» **Stated problem 1**: Transcribe the entries verbatim, everything from the line containing "of the grassy" down to the line containing "<point>343,343</point>", with both of those lines included.

Prepare for some enormous cognitive dissonance. That paragraph is not a description of the United States circa 2014 but the way that military strategists are describing China circa 2034.
Yesterday I was reading an article about our military preparedness and the capacity the U.S. has to stop China if they decided they wanted to attack Taiwan or Japan, two places we’ve promised to defend. I was hooked into reading the article by two absurd assertions: (1) that our submarines are all that is really needed to deter an attack for the next 20 years and that (2) after that, China will implode and we won’t have to worry about them doing something crazy like attacking Taiwan or Japan.
Now I’m not a military tactician, but I do believe history reveals that both Kaiser Wilhelm and Adolf Hitler received similar confident words of insight in regards to deploying their U-Boats against the U.S. and British fleet. It should also be noted that said insight did not occur before the war but only when Germany was starting to grasp that they could lose. I’m confident (at least hopeful) our senior military tacticians know there are countermeasures to submarines and so I’ll chalk this one up to lazy reporting.
What is more interesting to me in the article is the last section on future Chinese decline. Here’s how that begins:
If American subs can hold the line for another 20 years, China might age right out of its current, aggressive posture without ever having attacked anyone. That's because economic and demographic trends in China point towards a rapidly aging population, flattening economic growth, and fewer resources available for military modernization.

» **Stated problem 2**: Translate this sentence from the passage on China's military future into Spanish: "What is more interesting to me in the article is the last section on future Chinese decline."

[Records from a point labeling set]
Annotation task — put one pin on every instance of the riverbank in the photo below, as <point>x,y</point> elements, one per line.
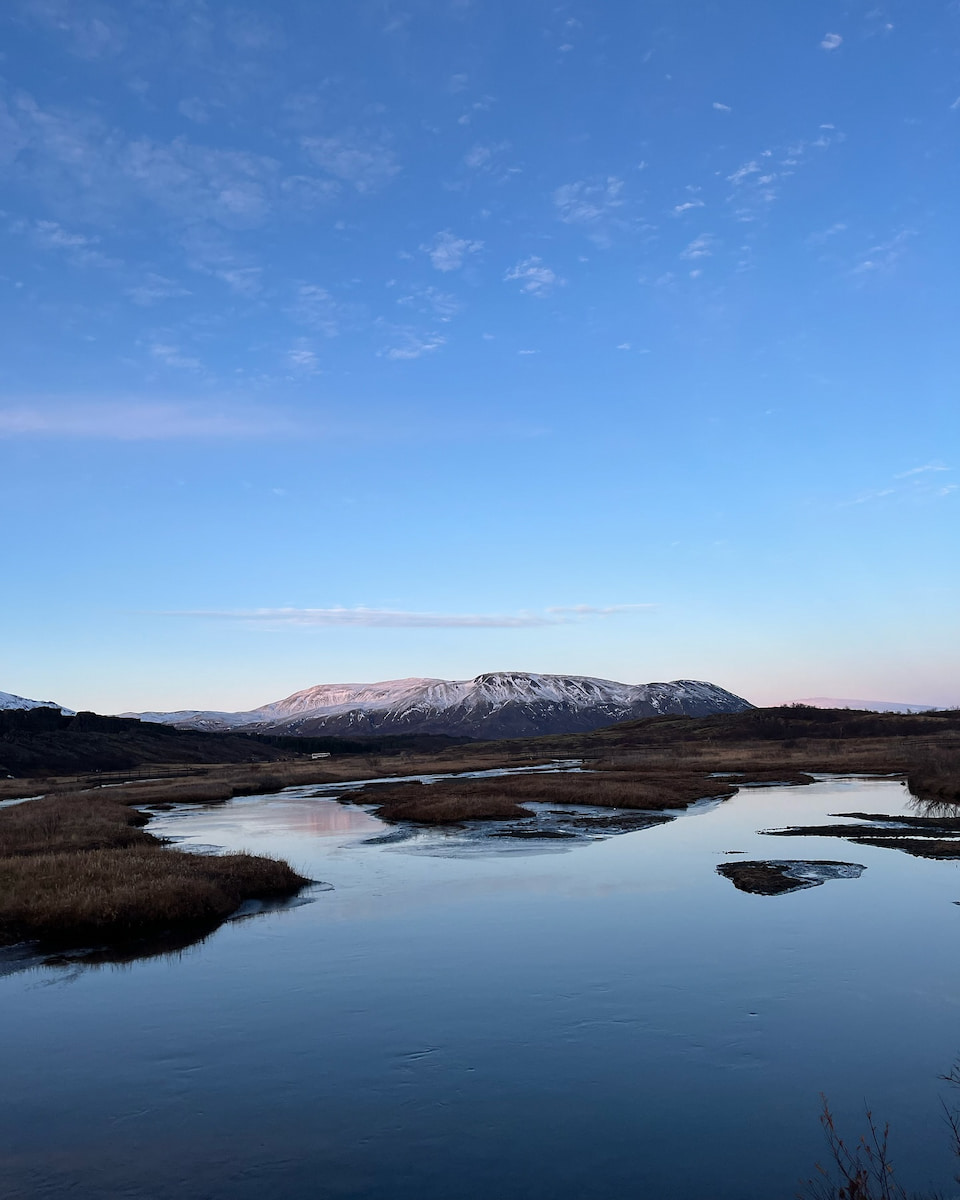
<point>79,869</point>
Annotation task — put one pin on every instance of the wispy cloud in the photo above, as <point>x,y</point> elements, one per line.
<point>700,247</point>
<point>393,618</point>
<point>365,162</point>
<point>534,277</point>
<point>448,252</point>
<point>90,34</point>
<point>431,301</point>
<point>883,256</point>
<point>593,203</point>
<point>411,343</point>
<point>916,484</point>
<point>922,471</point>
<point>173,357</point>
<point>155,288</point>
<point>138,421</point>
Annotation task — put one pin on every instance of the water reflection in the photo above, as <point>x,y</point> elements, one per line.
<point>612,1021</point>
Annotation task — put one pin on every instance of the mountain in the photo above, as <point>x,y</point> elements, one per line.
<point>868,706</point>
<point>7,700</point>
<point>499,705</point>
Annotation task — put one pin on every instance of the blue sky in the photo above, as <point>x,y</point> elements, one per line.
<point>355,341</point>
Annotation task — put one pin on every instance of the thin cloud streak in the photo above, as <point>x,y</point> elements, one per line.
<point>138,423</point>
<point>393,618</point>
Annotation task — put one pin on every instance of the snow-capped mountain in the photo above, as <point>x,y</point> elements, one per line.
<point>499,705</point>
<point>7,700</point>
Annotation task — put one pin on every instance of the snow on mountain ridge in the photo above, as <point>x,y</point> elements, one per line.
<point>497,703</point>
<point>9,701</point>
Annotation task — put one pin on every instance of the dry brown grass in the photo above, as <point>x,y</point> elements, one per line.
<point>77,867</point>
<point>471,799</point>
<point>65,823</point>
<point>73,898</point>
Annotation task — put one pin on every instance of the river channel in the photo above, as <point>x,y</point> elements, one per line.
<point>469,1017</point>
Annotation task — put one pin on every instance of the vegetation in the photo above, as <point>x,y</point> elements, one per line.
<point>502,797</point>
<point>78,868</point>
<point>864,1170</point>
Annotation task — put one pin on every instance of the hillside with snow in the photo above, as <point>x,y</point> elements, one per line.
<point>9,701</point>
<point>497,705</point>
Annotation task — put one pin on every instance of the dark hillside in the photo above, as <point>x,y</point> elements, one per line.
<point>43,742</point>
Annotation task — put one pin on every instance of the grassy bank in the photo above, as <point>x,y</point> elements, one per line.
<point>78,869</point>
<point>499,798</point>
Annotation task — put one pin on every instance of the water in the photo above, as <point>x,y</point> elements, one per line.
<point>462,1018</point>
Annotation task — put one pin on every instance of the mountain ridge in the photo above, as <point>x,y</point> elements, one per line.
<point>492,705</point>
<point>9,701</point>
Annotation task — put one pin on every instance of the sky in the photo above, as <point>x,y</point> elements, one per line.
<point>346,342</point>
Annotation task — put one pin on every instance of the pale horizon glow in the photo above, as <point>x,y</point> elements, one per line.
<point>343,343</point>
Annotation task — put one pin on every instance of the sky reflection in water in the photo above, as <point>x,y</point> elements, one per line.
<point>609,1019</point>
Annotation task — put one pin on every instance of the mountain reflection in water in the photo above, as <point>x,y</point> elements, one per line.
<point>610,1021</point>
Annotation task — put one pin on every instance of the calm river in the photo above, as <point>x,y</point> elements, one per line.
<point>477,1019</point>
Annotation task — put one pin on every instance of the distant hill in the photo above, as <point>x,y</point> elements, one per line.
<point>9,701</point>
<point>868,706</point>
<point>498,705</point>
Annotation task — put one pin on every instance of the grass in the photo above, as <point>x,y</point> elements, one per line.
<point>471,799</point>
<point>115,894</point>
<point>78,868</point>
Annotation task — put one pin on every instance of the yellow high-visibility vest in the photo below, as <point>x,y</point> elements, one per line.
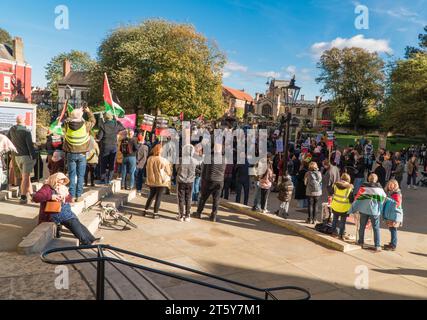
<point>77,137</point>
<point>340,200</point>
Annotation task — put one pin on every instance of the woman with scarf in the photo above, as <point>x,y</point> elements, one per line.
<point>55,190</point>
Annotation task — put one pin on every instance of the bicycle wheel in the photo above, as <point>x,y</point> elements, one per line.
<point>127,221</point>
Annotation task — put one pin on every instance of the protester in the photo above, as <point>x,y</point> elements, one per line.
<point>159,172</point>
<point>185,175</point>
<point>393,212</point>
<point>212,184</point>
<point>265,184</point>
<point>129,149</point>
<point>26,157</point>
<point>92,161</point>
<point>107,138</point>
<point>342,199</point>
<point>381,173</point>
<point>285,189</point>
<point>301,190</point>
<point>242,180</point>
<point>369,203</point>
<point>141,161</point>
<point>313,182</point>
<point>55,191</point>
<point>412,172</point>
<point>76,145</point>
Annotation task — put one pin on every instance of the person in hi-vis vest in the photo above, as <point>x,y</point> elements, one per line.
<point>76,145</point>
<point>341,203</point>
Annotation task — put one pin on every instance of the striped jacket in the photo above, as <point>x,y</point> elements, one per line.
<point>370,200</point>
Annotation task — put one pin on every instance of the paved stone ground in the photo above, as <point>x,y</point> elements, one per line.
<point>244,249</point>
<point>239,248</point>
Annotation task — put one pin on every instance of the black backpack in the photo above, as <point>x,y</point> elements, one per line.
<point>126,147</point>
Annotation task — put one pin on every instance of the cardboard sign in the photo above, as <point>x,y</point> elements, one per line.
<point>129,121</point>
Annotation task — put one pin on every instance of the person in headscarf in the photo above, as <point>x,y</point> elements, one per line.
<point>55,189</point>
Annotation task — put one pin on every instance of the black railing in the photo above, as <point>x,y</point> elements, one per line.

» **Complete answer 1**:
Annotation task — put one pin on every instance of the grassy bank in the photo above, as <point>x,y</point> elements, one per line.
<point>78,869</point>
<point>499,798</point>
Annotation task — put one pin on every instance of the water in the photo above, as <point>x,y</point> elements, one per line.
<point>462,1018</point>
Annotation task — put one pin on every instance of the mountain ridge in the photo above, as <point>x,y</point> elements, one per line.
<point>492,705</point>
<point>9,701</point>
Annotation task — put one pin on every instance of the sky in the photo above, as <point>x,y</point> elements, one per line.
<point>346,342</point>
Annotation task — put one pin on every instance of the pale horizon glow in the photo above, as <point>x,y</point> elements, one per line.
<point>343,343</point>

» **Complete answer 2**: Lo que me resulta más interesante del artículo es la última sección sobre el futuro declive de China.